There is Someone in There

There is Someone in There
Carolusson, Susanna. (2010 / 2011)

Susanna Carolusson begins her book with the words, “This is a book about a perfectly healthy 23 year old who acquires a lifelong disability.” In reality, however, her book is not only about her son, Tobias, the person who has suffered a nearly fatal accident, but also about Susanna and the rest of her family. In an instant, not only Tobias’ life, but the lives of his entire family are ripped to shreds. This is a book about struggle, joy, sorrow and desperation. It is written by a woman who suddenly finds herself simultaneously in the role of both mother and professional, and both are put to the test. I have worked with brain damaged individuals, both young and old, for almost 20 years. One of the most important things I have learned is that the kind of injury that happened to Tobias affects the entire family and the entire network of which s/he is a part. Neither the changes in the injured person’s immediate world nor the situation in which s/he finds him or herself can be described in strictly medical terms. But Susanna shares these with us in a personal, intimate way. It takes courage to do this. Susanna has an unusual, and at times, almost brutal passion for justice. No feelings or situations come up without her reviewing them critically. It is exactly this confrontational expression of her integrity that makes her story so gripping. She gives us a story about a terrible tragedy and makes it possible for us to begin to understand something so painful that it is almost impossible to comprehend. At the same time, her story helps give us the courage to try to act effectively in similarly difficult situations.

Peter Währborg, Senior Physician & Professor, Sahlgrenska University Hospital, lic psychologist, lic psychotherapist,


This is a book about a perfectly healthy 23 year old who acquires a lifelong disability. It is about the greatest fear parents have concerning their children that their child will be the victim of an accident and will be deprived of their ability to think, move, speak or do anything we associate with the ability to live a full life.

Entries supplied:
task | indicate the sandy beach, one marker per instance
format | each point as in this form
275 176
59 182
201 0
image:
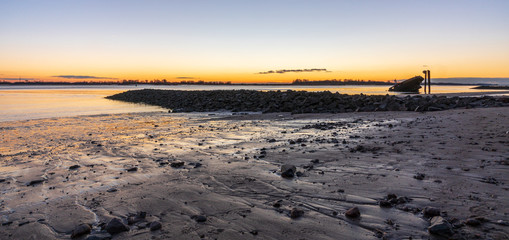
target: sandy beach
218 176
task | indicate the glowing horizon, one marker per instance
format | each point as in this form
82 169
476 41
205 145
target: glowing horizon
233 41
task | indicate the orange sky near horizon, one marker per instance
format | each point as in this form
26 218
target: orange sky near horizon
234 40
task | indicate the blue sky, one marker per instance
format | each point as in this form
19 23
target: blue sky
214 40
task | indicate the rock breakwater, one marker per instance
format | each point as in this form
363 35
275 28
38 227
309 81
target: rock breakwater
298 101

The problem: Please carry on the passage about Susanna Carolusson's book "There is Someone in There," starting right after its final sentence.

Written reply:
I am the author, as well as the mother of this book’s main character. Sometimes I appear to be the main character myself, since this account is told from my perspective and influenced by my own personal feelings. In spite of this and with the distance that comes from time, I have come to realize that my feelings should be left uncensored, partly because they accurately represent the reactions of family members, and partly because, looking back, I can see that these feelings gave me the strength to act in the interest of my son. I also feel my reactions were in touch with reality. This goes against most crisis theories that teach that denial and being out of touch with reality are the normal reactions to be expected in a crisis.

I have described separate happenings and reflections which took place during a long and significantly more complicated process than I am able to do justice to on paper. Instead of simply reading a detailed story, the reader is invited to consider his or her own reactions to a series of events which make up an endless chain of events.